» **Written exercise**:
Copy the items below verbatim, from their first line up to and including the line that contains "291 568 L 275".

____________________

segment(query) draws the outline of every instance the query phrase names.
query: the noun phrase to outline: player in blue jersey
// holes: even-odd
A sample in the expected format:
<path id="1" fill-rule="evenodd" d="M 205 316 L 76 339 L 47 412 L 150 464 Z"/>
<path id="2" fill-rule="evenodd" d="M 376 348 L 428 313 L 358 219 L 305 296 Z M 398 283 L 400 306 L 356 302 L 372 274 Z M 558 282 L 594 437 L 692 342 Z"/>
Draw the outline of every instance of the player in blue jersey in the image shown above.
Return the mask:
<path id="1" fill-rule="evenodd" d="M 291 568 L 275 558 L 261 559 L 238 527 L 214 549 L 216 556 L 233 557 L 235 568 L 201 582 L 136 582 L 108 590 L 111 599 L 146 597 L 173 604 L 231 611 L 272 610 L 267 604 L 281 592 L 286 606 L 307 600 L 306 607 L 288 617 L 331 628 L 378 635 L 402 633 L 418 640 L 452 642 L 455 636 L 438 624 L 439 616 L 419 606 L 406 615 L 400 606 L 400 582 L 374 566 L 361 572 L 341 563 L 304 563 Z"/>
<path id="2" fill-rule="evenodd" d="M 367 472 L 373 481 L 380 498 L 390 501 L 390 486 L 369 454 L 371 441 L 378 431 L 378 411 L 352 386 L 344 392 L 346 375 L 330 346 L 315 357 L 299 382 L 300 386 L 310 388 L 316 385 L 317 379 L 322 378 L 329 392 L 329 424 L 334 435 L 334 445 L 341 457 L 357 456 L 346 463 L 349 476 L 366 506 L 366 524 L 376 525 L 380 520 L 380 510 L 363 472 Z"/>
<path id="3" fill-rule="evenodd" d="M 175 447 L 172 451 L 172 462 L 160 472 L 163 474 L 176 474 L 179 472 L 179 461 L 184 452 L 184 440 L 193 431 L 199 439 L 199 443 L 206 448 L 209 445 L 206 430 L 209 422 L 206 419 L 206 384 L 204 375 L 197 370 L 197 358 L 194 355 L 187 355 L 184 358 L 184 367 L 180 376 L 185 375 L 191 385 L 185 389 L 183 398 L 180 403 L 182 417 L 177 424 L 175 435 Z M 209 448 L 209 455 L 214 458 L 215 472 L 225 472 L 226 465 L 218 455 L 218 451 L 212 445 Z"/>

____________________

» **Task output**:
segment(query) draws the outline of every instance the query phrase names.
query: the noun phrase to outline: player in blue jersey
// holes: even-odd
A sample in the expected format:
<path id="1" fill-rule="evenodd" d="M 205 316 L 76 339 L 47 412 L 150 464 Z"/>
<path id="2" fill-rule="evenodd" d="M 376 348 L 428 313 L 358 219 L 305 296 Z M 398 283 L 400 306 L 356 302 L 372 274 Z M 558 282 L 594 437 L 692 342 Z"/>
Draw the outline of every instance of the player in blue jersey in the image shown above.
Return the mask:
<path id="1" fill-rule="evenodd" d="M 291 568 L 275 558 L 261 559 L 238 527 L 214 549 L 216 556 L 233 557 L 235 568 L 201 582 L 136 582 L 108 590 L 111 599 L 146 597 L 173 604 L 231 611 L 272 610 L 267 604 L 281 592 L 286 606 L 307 600 L 306 607 L 288 617 L 331 628 L 378 635 L 402 633 L 418 640 L 452 642 L 455 636 L 438 624 L 439 616 L 419 606 L 406 615 L 400 606 L 400 582 L 374 566 L 361 572 L 341 563 L 304 563 Z"/>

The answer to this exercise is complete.